*APLICANDO A LEITURA*
a – Reproduza fielmente o trecho da notícia sobre o apoio de vereadores a Chamonzinho que se inicia com as palavras "O caso mais" e termina com "lado do deputado.".
b – Segundo a notícia sobre o apoio de vereadores a Chamonzinho, qual vereador declarou publicamente apoio à pré-candidatura de reeleição do deputado?
c – Dê prosseguimento à notícia sobre o apoio de vereadores a Chamonzinho a partir da última frase apresentada.

*TRECHO CITADO*
Vereador da base do prefeito Toni Cunha declara apoio a Chamonzinho para deputado estadual em Marabá
Um fato, no mínimo, curioso aconteceu neste final de semana em Marabá. Vereadores que se apresentam como integrantes da base do prefeito Toni Cunha (PL), defendem a gestão na Câmara, votaram pelo arquivamento das denúncias que poderiam resultar na cassação do mandato do prefeito e vivem circulando pelos corredores da Prefeitura, agora aparecem declarando apoio ao deputado estadual Chamonzinho, justamente um dos maiores arqui-inimigos políticos de Toni na região.
O caso mais emblemático foi o do vereador Dato do Ônibus, que declarou publicamente apoio à pré-candidatura de reeleição de Chamonzinho. Pedrinho Corrêa também participou da agenda política ao lado do deputado.
A cena é daquelas que fazem qualquer eleitor coçar a cabeça. Afinal, de um lado os vereadores defendem o governo, têm indicações políticas na Prefeitura, parentes empregados na administração municipal, aliados em cargos estratégicos e, em alguns casos, até negócios com o município. Do outro, sobem no palanque do principal adversário político do prefeito.

*INFORMAÇÕES REGISTRADAS*

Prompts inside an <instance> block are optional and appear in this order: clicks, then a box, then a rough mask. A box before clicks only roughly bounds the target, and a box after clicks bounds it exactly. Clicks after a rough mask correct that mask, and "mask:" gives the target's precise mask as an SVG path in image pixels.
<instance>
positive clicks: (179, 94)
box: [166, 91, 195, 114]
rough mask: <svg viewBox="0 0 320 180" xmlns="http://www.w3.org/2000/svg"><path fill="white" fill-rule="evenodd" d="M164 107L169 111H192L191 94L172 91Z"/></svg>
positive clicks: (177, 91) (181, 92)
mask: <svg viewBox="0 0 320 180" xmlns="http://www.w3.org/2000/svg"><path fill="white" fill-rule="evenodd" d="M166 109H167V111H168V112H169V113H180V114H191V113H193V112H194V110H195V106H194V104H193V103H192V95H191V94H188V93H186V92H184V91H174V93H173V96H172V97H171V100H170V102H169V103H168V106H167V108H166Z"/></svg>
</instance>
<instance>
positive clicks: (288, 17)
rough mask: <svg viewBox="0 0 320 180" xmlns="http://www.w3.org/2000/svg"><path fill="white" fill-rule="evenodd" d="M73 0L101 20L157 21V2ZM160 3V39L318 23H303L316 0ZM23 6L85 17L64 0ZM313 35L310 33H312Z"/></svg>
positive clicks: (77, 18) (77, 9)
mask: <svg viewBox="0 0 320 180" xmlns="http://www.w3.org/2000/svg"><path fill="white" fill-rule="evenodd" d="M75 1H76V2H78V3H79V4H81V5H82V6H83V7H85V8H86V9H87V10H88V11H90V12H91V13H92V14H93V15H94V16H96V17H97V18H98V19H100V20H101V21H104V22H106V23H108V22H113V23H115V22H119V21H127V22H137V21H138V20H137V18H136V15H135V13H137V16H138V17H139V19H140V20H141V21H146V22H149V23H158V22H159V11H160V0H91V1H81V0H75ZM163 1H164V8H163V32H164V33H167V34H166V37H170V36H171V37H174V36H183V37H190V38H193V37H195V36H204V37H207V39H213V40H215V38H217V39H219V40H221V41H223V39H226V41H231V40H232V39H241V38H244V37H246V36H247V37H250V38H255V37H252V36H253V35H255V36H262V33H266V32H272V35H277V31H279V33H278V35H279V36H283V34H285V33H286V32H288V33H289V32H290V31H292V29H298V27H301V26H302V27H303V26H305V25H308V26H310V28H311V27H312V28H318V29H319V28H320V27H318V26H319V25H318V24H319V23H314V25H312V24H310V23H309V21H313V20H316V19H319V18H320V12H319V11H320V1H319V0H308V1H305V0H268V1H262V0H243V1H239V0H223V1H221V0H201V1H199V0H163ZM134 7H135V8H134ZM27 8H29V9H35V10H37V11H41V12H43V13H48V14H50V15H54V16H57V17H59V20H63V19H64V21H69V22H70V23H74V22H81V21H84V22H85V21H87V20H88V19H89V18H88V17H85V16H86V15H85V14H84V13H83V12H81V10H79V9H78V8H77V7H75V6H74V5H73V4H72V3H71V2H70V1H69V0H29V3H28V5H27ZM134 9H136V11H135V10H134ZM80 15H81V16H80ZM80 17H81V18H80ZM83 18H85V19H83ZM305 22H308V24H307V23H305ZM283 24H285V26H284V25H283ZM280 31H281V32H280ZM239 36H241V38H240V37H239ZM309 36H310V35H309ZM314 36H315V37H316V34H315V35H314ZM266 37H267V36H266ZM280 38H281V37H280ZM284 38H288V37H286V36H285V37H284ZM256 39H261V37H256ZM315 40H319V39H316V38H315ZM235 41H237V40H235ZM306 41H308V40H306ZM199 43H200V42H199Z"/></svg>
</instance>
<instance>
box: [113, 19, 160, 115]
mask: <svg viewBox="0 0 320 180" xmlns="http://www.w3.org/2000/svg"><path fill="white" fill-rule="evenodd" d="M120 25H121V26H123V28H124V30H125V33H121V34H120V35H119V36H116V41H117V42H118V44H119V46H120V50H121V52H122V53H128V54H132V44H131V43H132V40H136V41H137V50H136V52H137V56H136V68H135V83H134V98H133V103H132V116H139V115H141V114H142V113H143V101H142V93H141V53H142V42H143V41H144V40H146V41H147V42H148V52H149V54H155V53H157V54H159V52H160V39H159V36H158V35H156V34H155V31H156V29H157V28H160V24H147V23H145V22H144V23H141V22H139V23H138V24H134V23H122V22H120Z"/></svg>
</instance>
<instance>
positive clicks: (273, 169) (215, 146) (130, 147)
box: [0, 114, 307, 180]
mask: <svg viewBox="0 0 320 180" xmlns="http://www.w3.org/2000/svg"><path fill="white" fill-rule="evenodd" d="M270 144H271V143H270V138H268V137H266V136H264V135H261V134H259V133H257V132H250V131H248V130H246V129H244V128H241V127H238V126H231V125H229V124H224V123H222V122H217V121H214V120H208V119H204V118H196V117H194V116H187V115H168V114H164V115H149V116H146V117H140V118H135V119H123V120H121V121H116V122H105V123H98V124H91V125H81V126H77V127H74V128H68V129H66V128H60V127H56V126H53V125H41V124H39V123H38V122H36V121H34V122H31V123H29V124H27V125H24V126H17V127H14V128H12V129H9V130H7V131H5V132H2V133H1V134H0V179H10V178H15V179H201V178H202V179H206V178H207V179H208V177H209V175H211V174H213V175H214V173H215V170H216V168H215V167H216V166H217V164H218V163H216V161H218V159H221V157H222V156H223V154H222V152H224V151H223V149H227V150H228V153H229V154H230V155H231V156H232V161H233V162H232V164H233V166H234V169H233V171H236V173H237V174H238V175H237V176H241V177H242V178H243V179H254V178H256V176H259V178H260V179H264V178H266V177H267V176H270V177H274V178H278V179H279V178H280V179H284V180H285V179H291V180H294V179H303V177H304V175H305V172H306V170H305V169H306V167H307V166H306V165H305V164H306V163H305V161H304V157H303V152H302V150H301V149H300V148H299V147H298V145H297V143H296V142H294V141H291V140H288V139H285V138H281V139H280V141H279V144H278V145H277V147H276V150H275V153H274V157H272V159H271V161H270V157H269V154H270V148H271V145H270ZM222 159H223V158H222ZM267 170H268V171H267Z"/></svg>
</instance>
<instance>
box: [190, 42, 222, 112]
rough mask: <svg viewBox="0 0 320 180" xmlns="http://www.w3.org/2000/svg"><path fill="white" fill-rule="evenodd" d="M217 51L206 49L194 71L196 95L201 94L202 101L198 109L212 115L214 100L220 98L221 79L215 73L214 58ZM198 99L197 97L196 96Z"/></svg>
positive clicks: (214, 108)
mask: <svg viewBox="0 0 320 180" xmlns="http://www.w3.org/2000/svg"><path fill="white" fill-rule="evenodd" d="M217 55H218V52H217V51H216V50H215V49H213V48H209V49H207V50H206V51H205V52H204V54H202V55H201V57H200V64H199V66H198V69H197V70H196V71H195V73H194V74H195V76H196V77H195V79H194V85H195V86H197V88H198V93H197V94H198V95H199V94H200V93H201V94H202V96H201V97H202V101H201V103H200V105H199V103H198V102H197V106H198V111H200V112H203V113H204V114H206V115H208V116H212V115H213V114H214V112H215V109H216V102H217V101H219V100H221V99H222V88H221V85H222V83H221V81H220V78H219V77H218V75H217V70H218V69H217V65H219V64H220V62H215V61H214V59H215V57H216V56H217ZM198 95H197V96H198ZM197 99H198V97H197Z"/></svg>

*SUAS RESPOSTAS*
a –
O caso mais emblemático foi o do vereador Dato do Ônibus, que declarou publicamente apoio à pré-candidatura de reeleição de Chamonzinho. Pedrinho Corrêa também participou da agenda política ao lado do deputado.

b – O vereador Dato do Ônibus.

c –
Em bom português, é o famoso ato de acender uma vela para Deus e outra para o diabo.
Dato, Pedrinho, Márcio do São Félix, Ubirajara e outros integrantes desse grupo parecem ter encontrado a fórmula perfeita para sobreviver na política: ficar bem com todo mundo ao mesmo tempo. Ou pelo menos tentar.
O detalhe é que Toni Cunha trabalha para viabilizar a candidatura da primeira-dama Lanúzia Lobo Cunha (PL) para deputada estadual em 2026. Mas parte dos vereadores que desfrutam da estrutura e da proximidade com o governo municipal parece não estar muito animada com esse projeto.
Pelo contrário. Preferem declarar apoio justamente a Chamonzinho, adversário histórico de Toni, com quem trava disputas políticas há anos e que dificilmente pode ser considerado um aliado do atual prefeito.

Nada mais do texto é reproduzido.